RECORDS:

* * * * * * *

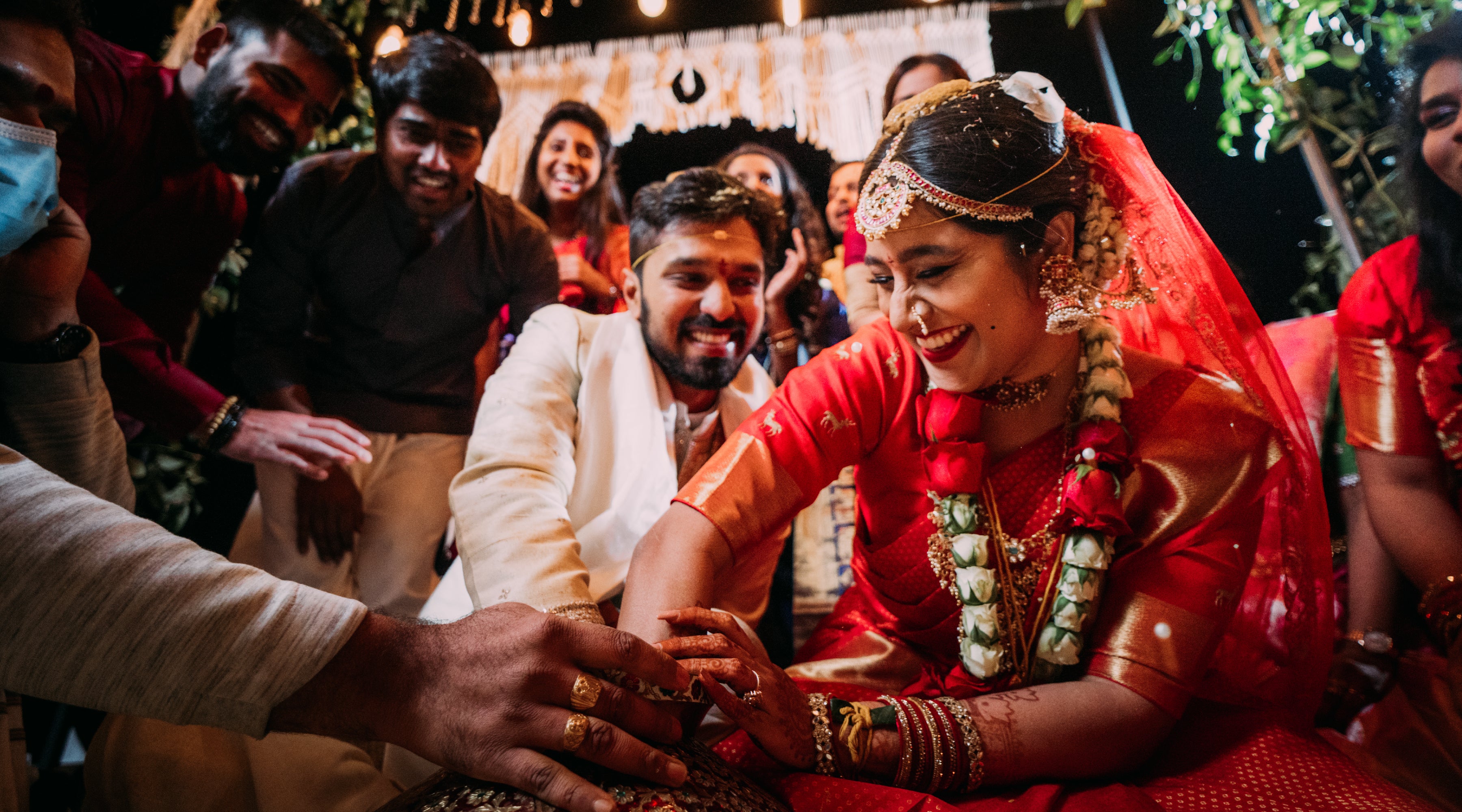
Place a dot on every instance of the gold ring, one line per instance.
(574, 732)
(585, 693)
(753, 697)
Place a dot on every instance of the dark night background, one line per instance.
(1258, 214)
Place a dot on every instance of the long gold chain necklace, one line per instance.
(1016, 586)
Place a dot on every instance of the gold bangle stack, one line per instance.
(974, 747)
(217, 420)
(826, 763)
(783, 342)
(1442, 609)
(856, 734)
(907, 741)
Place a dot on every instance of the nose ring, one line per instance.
(920, 319)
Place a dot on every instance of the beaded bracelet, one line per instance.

* * * * * * *

YOUR INSTRUCTIONS: Copy the records above word for word, leaving out the pictures.

ANSWER TO THIS EXERCISE:
Place a dot on every instance of the gold ring, one line per instance.
(574, 732)
(585, 693)
(753, 697)
Place a dot on every instance of the dark night background, one line per instance.
(1258, 214)
Place a dot on every instance of the long gold chain necklace, one line per instance.
(1016, 586)
Place a dot on every instance of the gold bangle stack, one line per instance.
(974, 747)
(217, 420)
(826, 763)
(783, 342)
(1442, 609)
(856, 734)
(907, 741)
Place a dot on every instance of the nose ring, one line per instance.
(920, 319)
Place a dot on every instance of the beaded bracelet, one line per instance.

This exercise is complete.